*TASK*. Please repeat the listing word for word, starting at the line containing "cab window in the photo above." and continuing through the end of the listing, both ends included.

*EXTRACTED RECORDS*.
# # #
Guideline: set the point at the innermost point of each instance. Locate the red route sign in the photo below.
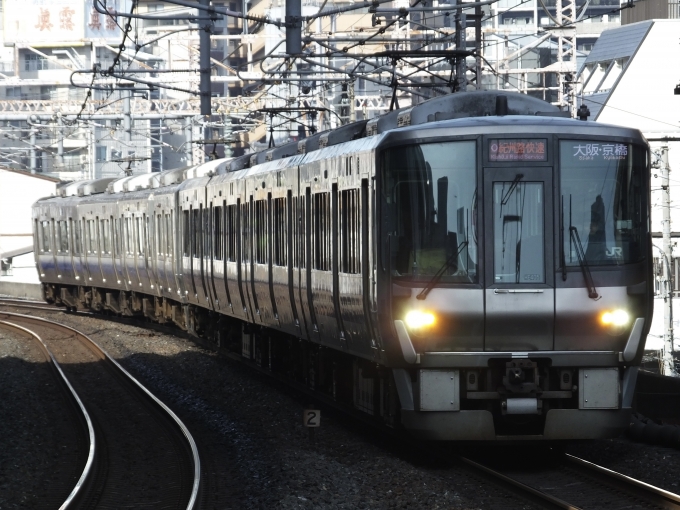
(518, 149)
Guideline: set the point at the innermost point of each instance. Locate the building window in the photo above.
(35, 62)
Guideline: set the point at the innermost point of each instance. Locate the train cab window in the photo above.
(430, 203)
(350, 231)
(279, 232)
(260, 230)
(218, 232)
(602, 202)
(518, 227)
(322, 231)
(231, 230)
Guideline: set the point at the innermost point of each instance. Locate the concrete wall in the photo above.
(18, 191)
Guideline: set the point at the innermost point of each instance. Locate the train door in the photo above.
(520, 286)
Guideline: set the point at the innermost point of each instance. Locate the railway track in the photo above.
# # #
*COMPLETE RESPONSE*.
Guideline: set the point at the innermost point of each instance. Locate the train cab window in the photo above.
(430, 203)
(350, 231)
(279, 232)
(260, 230)
(218, 232)
(602, 202)
(518, 227)
(322, 231)
(231, 230)
Guideline: set the point at the innermost point of each instance. Locate the concrete wall in the photo above.
(18, 191)
Guideline: set the point at the innermost point of each instance. Locate the train door in the photo above.
(520, 286)
Guideline: set the point at the innermost point of each instance. Locate the railway track in the photo above.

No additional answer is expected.